**Written task**. Multiply every bounding-box coordinate by 0.2 and round each result to a whole number, with halves rounded up. Write out only the material starting at the line containing "Your objective is to locate every instance of wavy-edged" and ending at the line containing "[380,346,494,552]", leaving all other text as it stands.

**Input data**.
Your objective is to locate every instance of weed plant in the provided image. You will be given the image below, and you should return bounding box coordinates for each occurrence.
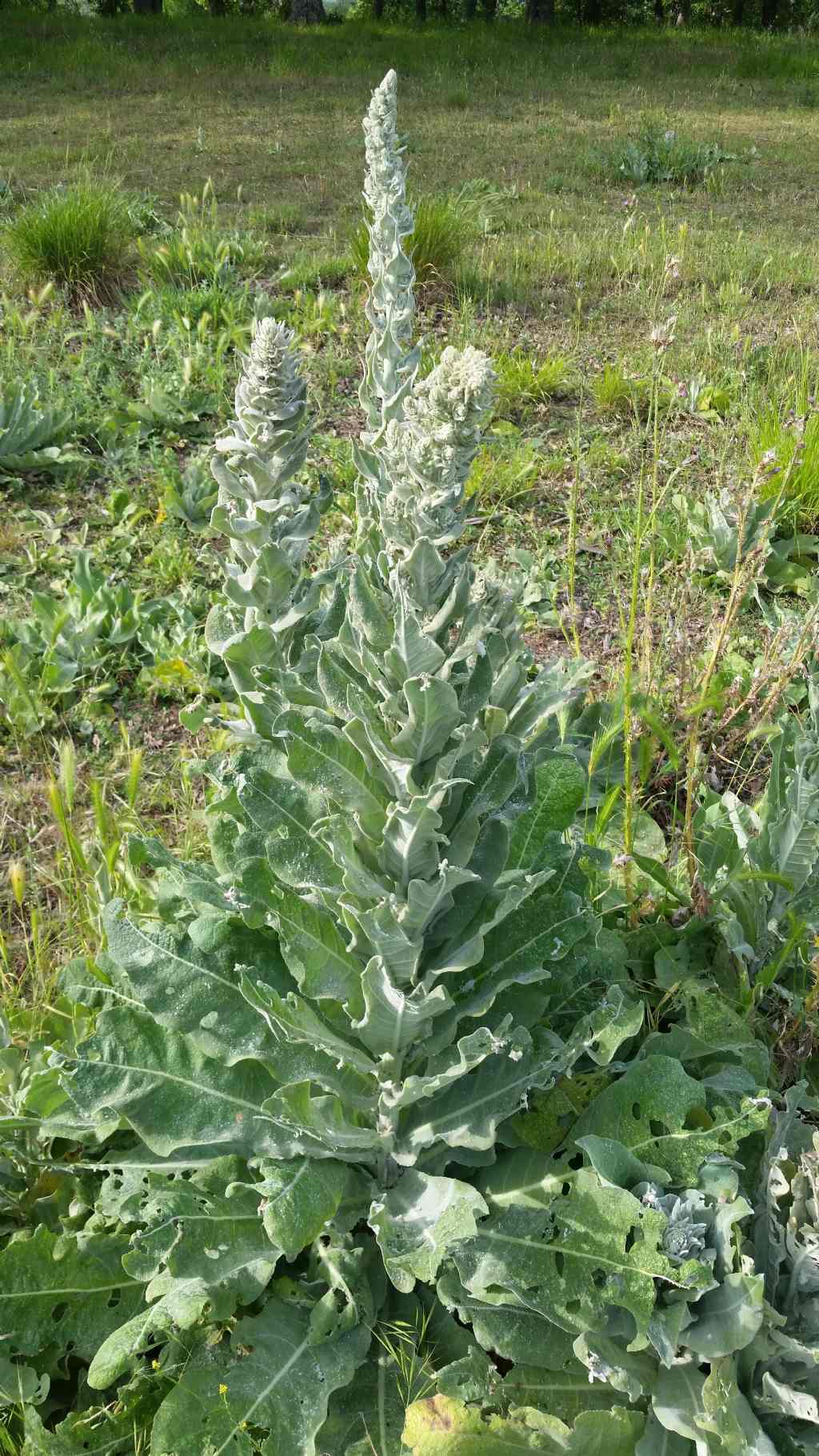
[4,174,135,300]
[0,76,819,1456]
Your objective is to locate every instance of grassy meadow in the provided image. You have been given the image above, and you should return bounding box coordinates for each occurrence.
[0,10,819,1016]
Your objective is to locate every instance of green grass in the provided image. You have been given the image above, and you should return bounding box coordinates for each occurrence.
[0,9,819,1005]
[350,197,471,288]
[4,176,134,298]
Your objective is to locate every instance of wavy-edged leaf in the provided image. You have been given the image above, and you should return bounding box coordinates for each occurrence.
[151,1298,370,1456]
[106,913,291,1066]
[258,1158,358,1259]
[242,977,375,1073]
[453,1169,711,1348]
[277,712,386,829]
[58,1006,275,1156]
[368,1168,487,1294]
[506,753,586,872]
[396,1026,579,1162]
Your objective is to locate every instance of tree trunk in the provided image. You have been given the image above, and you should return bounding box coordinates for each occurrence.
[290,0,327,25]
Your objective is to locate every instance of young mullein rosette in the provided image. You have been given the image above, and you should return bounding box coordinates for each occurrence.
[206,319,329,737]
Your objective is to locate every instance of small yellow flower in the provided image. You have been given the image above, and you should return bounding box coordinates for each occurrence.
[9,859,26,906]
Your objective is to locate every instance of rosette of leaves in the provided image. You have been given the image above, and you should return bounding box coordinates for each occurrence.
[0,550,217,737]
[0,384,78,476]
[0,65,767,1456]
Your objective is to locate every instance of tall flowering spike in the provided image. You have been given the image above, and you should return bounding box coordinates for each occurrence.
[359,71,417,446]
[206,319,329,735]
[378,346,494,554]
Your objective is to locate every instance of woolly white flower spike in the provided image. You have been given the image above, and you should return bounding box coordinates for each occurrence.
[380,346,494,552]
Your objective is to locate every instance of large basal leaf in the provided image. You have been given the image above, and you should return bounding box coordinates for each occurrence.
[318,1342,406,1456]
[256,1158,361,1259]
[453,1170,711,1350]
[396,1028,577,1162]
[89,1158,282,1390]
[151,1298,371,1456]
[0,1355,51,1411]
[506,753,586,874]
[106,914,293,1066]
[0,1226,142,1360]
[277,712,386,831]
[458,884,593,1016]
[242,978,375,1076]
[368,1168,487,1294]
[437,1268,576,1368]
[56,1006,275,1156]
[231,753,342,890]
[570,1056,768,1188]
[405,1395,645,1456]
[262,890,362,1016]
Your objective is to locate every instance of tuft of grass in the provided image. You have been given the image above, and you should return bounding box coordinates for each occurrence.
[250,202,309,238]
[494,348,569,419]
[752,405,819,527]
[4,174,135,302]
[592,364,649,415]
[350,197,471,287]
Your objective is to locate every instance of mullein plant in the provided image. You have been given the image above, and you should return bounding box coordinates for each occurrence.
[0,74,793,1456]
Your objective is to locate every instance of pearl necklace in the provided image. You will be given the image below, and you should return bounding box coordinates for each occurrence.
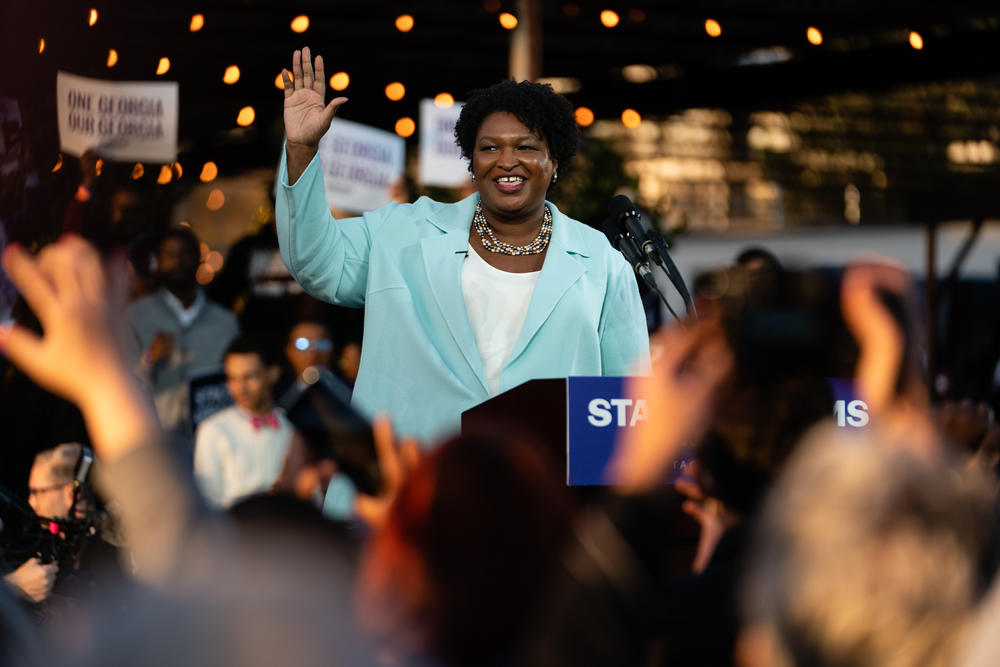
[472,204,552,255]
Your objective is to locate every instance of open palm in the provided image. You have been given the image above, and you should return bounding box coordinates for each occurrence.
[281,46,347,146]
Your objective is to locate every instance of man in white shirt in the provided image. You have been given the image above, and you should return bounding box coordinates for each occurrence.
[194,337,293,507]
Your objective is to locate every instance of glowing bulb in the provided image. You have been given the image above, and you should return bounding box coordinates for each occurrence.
[500,12,517,30]
[194,264,215,285]
[573,107,594,127]
[396,14,413,32]
[205,188,226,211]
[236,107,257,127]
[385,81,406,102]
[330,72,351,90]
[198,162,219,183]
[396,116,417,139]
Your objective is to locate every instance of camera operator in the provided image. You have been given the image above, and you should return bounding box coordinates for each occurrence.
[4,442,118,604]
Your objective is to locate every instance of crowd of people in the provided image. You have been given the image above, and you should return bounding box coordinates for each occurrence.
[0,49,1000,667]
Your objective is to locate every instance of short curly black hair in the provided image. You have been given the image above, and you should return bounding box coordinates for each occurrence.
[455,80,580,181]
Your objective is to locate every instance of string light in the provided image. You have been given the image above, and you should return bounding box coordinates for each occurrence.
[330,72,351,91]
[573,107,594,127]
[396,14,413,32]
[396,116,417,139]
[236,107,257,127]
[500,12,517,30]
[198,162,219,183]
[385,81,406,102]
[205,188,226,211]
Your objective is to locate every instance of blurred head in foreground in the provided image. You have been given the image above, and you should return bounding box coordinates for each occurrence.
[358,435,570,664]
[744,427,992,667]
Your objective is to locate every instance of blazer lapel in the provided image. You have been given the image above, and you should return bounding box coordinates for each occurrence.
[420,195,488,391]
[507,203,589,366]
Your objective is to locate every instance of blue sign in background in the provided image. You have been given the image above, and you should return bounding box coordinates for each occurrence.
[566,377,634,486]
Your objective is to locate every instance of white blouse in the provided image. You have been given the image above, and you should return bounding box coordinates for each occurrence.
[462,244,541,396]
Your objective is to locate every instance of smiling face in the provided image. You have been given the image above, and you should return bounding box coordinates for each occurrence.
[472,111,557,225]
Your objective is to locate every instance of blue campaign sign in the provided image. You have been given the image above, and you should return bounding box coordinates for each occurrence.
[566,377,649,486]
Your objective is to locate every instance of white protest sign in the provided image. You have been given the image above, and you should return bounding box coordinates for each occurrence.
[319,118,406,211]
[56,72,178,162]
[420,100,469,188]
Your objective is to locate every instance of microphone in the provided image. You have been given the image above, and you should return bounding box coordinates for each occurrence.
[601,216,656,288]
[608,195,694,314]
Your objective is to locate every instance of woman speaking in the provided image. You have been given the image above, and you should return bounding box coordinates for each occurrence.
[276,48,649,444]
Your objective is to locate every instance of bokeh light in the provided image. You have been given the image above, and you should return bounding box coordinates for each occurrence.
[622,109,642,129]
[205,188,226,211]
[396,116,417,139]
[573,107,594,127]
[198,162,219,183]
[330,72,351,91]
[396,14,413,32]
[236,107,257,127]
[385,81,406,102]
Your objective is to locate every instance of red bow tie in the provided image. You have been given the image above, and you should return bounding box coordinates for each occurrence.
[250,412,278,431]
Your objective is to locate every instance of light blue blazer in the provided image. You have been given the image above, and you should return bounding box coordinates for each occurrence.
[276,150,649,446]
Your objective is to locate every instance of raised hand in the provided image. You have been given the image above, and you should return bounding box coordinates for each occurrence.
[281,46,347,148]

**Task solution**.
Your objective is to locate every instance of wavy-edged leaf in the provided image. You have been given the image above, and you should return bounding box coordinates for each occurrence.
[30,260,74,291]
[21,183,58,213]
[52,232,72,252]
[48,195,75,215]
[91,234,142,270]
[55,142,77,166]
[12,201,55,231]
[74,234,97,259]
[101,151,117,174]
[79,205,116,232]
Your objective is to locate every instance of tree trunk in the provided image. You have been given the image above, and you should return bounding box coordinates for each occurrence.
[58,0,65,5]
Your objective is to locate every instance of young mullein rosette in the provided image. You have been given the image above, and you should return bounding box coordinates for each occurrence.
[41,64,66,147]
Your objective is to locate every instance of small yellow flower in the provided image. You have been given the image above, and you should return bounding box coordinates for each occurrence.
[2,172,5,181]
Your objective is to locate every instance of rosette of leaves in the provided image. You have been given the image above, and you should return bounding box coordinates for each occurrence.
[0,110,43,147]
[0,77,16,95]
[0,13,153,291]
Your objective is to locate every instance of tall flowering spike in the provided image. You have been given the image above, and you should return bounding box coordinates for each occurrence.
[72,14,83,89]
[41,64,66,147]
[76,69,99,111]
Your objective is to locate every instance of woolly white flower spike in the provided image. You have been given the image above, and you should return bounding box coordinates for each occurrence.
[76,69,99,110]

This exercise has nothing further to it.